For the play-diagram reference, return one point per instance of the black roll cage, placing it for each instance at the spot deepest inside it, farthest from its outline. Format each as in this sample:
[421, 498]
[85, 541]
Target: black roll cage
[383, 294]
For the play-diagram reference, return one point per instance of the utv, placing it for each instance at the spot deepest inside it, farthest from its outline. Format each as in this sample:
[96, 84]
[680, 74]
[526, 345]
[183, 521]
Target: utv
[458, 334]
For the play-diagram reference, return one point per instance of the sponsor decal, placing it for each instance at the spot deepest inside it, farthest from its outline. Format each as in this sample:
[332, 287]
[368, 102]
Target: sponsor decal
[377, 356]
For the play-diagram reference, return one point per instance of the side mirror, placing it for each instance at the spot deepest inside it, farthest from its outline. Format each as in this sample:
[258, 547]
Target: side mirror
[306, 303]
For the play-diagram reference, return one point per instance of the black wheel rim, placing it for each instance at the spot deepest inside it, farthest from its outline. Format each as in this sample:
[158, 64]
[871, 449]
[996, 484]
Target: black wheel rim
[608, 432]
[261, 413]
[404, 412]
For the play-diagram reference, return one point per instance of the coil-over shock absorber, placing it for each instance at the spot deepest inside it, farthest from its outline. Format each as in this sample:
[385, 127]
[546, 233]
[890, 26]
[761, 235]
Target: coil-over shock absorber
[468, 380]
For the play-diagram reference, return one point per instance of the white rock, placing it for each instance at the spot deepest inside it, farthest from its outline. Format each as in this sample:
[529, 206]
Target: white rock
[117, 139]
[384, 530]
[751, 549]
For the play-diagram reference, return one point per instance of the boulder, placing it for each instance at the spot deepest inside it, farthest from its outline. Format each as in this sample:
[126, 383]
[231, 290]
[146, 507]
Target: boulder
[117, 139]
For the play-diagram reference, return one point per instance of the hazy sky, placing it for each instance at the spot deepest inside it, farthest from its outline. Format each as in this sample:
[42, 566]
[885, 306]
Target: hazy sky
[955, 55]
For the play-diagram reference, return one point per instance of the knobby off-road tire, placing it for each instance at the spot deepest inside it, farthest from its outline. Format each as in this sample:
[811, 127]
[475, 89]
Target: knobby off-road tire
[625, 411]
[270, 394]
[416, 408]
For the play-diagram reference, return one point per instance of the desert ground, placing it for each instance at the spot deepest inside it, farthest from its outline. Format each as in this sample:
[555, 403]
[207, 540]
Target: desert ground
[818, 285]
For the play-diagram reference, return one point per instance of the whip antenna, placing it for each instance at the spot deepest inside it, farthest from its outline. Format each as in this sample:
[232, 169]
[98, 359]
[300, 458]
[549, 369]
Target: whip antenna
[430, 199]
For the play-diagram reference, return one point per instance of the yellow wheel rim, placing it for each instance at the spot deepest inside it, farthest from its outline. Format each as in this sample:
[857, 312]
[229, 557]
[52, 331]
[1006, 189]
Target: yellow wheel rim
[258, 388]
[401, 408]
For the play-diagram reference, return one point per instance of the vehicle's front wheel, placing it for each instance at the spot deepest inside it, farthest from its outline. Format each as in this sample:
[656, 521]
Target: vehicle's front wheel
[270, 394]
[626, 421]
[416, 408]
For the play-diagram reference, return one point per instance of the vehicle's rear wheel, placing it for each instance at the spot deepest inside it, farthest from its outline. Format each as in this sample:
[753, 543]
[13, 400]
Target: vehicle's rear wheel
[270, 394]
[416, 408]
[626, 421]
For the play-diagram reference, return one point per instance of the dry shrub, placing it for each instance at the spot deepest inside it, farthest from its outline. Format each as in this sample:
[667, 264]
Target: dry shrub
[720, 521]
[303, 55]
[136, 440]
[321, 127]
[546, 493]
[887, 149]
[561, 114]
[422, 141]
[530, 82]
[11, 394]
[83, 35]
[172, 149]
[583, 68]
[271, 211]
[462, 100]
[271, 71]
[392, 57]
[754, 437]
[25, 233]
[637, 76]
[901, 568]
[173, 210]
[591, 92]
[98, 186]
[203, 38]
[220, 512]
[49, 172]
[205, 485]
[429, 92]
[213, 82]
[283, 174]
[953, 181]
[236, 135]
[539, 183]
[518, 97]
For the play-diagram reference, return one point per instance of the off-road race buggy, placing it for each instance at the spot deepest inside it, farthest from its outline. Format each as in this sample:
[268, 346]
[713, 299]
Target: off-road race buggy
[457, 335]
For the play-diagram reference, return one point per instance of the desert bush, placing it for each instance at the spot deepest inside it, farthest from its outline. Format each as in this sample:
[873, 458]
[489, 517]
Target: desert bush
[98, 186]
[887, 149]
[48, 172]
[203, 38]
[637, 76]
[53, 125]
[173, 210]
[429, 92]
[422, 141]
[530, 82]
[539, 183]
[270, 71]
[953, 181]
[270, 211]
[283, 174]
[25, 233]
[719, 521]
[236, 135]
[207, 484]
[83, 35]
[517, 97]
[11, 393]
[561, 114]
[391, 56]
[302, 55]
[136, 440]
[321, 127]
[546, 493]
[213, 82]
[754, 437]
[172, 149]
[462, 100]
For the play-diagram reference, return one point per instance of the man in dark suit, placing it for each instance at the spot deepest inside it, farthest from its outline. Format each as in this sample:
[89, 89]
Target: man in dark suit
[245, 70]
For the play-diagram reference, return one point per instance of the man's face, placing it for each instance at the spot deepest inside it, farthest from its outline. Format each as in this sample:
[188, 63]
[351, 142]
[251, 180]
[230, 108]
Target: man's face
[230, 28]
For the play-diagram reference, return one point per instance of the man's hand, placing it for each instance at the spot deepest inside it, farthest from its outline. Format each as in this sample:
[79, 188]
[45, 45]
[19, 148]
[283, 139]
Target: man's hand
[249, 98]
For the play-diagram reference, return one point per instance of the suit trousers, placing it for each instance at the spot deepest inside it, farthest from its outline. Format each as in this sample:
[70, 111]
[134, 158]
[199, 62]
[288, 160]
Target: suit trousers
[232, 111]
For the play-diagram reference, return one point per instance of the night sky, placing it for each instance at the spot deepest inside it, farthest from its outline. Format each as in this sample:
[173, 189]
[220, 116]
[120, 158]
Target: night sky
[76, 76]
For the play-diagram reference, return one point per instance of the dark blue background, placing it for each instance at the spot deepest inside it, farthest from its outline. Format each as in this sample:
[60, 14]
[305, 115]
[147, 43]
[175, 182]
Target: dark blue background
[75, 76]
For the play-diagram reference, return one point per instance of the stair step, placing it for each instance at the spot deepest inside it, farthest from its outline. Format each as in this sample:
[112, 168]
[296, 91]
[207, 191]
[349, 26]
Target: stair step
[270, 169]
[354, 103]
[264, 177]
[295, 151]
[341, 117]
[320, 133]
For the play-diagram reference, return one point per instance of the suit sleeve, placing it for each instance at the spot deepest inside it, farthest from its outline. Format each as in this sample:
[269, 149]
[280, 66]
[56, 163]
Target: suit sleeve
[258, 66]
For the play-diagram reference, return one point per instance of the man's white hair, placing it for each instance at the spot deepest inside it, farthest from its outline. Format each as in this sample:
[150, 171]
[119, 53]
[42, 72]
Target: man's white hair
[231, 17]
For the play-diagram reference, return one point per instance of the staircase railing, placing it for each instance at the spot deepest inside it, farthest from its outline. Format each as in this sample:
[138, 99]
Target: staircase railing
***
◆ **WHAT THE EXERCISE ASKS**:
Please return each line of the data above in which the word "railing" occurs.

◆ **SOLUTION FOR THIS EXERCISE**:
For the play-diagram reference, return one point per instance of the staircase railing, placing it for each instance at the spot deepest inside it, farthest from its outline. Format each as in this sample:
Target: staircase railing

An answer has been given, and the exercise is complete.